* _What you have to do_
Turn every line of the entries below into a Markdown table with two columns, Row and Line. Number the rows and skip blank lines.

* Start Material for this task *

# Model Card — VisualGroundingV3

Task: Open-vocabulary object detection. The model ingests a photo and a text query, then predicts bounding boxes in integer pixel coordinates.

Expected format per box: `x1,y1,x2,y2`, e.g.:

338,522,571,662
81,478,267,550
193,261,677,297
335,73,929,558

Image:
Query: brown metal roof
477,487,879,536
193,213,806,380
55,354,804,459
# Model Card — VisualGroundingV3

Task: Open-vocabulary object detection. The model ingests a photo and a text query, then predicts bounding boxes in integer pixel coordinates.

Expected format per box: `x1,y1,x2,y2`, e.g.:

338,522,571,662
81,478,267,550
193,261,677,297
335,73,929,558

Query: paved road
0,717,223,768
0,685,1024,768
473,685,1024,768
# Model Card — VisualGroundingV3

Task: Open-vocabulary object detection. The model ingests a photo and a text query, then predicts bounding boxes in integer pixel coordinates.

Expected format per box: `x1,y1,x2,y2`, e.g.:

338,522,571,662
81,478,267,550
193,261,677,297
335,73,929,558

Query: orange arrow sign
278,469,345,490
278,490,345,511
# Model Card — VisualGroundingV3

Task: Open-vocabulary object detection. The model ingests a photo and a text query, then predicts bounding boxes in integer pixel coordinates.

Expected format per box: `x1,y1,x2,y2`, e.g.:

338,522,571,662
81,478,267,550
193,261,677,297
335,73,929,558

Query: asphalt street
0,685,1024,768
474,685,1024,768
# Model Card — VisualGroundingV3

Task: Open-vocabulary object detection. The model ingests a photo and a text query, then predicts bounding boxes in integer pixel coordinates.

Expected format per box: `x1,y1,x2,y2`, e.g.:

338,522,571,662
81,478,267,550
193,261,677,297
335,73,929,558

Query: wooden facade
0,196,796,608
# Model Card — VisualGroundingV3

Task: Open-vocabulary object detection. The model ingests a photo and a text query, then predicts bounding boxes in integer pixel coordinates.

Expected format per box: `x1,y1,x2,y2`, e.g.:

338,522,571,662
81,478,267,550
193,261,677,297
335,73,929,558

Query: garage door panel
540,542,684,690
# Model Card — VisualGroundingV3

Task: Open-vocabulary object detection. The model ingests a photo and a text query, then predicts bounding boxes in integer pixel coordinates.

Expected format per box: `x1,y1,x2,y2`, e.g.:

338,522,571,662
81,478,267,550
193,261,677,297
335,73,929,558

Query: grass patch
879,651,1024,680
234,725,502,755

* End Material for this task *

* _Exercise output_
| Row | Line |
|---|---|
| 1 | # Model Card — VisualGroundingV3 |
| 2 | Task: Open-vocabulary object detection. The model ingests a photo and a text query, then predicts bounding boxes in integer pixel coordinates. |
| 3 | Expected format per box: `x1,y1,x2,y2`, e.g.: |
| 4 | 338,522,571,662 |
| 5 | 81,478,267,550 |
| 6 | 193,261,677,297 |
| 7 | 335,73,929,558 |
| 8 | Image: |
| 9 | Query: brown metal roof |
| 10 | 477,487,879,536 |
| 11 | 193,213,806,380 |
| 12 | 55,354,804,459 |
| 13 | # Model Card — VisualGroundingV3 |
| 14 | Task: Open-vocabulary object detection. The model ingests a photo and a text query, then predicts bounding boxes in integer pixel coordinates. |
| 15 | Expected format per box: `x1,y1,x2,y2`, e.g.: |
| 16 | 338,522,571,662 |
| 17 | 81,478,267,550 |
| 18 | 193,261,677,297 |
| 19 | 335,73,929,558 |
| 20 | Query: paved road |
| 21 | 0,717,223,768 |
| 22 | 0,685,1024,768 |
| 23 | 473,685,1024,768 |
| 24 | # Model Card — VisualGroundingV3 |
| 25 | Task: Open-vocabulary object detection. The model ingests a photo and a text query, then predicts bounding boxes in integer pixel coordinates. |
| 26 | Expected format per box: `x1,y1,x2,y2`, e.g.: |
| 27 | 338,522,571,662 |
| 28 | 81,478,267,550 |
| 29 | 193,261,677,297 |
| 30 | 335,73,929,558 |
| 31 | Query: orange arrow sign |
| 32 | 278,469,345,490 |
| 33 | 278,490,345,511 |
| 34 | # Model Card — VisualGroundingV3 |
| 35 | Task: Open-vocabulary object detection. The model ingests a photo and a text query, then predicts bounding boxes in integer pixel coordinates. |
| 36 | Expected format per box: `x1,y1,x2,y2`, e.g.: |
| 37 | 338,522,571,662 |
| 38 | 81,478,267,550 |
| 39 | 193,261,677,297 |
| 40 | 335,73,929,558 |
| 41 | Query: asphalt street |
| 42 | 0,685,1024,768 |
| 43 | 474,685,1024,768 |
| 44 | # Model Card — VisualGroundingV3 |
| 45 | Task: Open-vocabulary object detection. The model ingests a photo and a text query, then predicts bounding boxes in integer pixel coordinates. |
| 46 | Expected format per box: `x1,y1,x2,y2`, e.g.: |
| 47 | 338,522,571,662 |
| 48 | 81,478,267,550 |
| 49 | 193,261,677,297 |
| 50 | 335,73,929,558 |
| 51 | Query: wooden facade |
| 52 | 0,196,796,608 |
| 53 | # Model Card — VisualGroundingV3 |
| 54 | Task: Open-vocabulary object detection. The model ingests a photo and a text query, then predicts bounding boxes in integer pixel coordinates. |
| 55 | Expected format per box: `x1,y1,x2,y2`, e.g.: |
| 56 | 338,522,571,662 |
| 57 | 81,478,267,550 |
| 58 | 193,261,677,297 |
| 59 | 335,73,929,558 |
| 60 | Query: garage door panel |
| 61 | 540,542,684,690 |
| 62 | # Model Card — VisualGroundingV3 |
| 63 | Task: Open-vocabulary object detection. The model ingests a photo and a text query, then predicts bounding boxes in integer pixel coordinates. |
| 64 | Expected format per box: `x1,y1,x2,y2`, e.g.: |
| 65 | 338,522,571,662 |
| 66 | 81,478,267,550 |
| 67 | 193,261,677,297 |
| 68 | 335,73,929,558 |
| 69 | Query: grass patch |
| 70 | 879,651,1024,680 |
| 71 | 234,725,502,755 |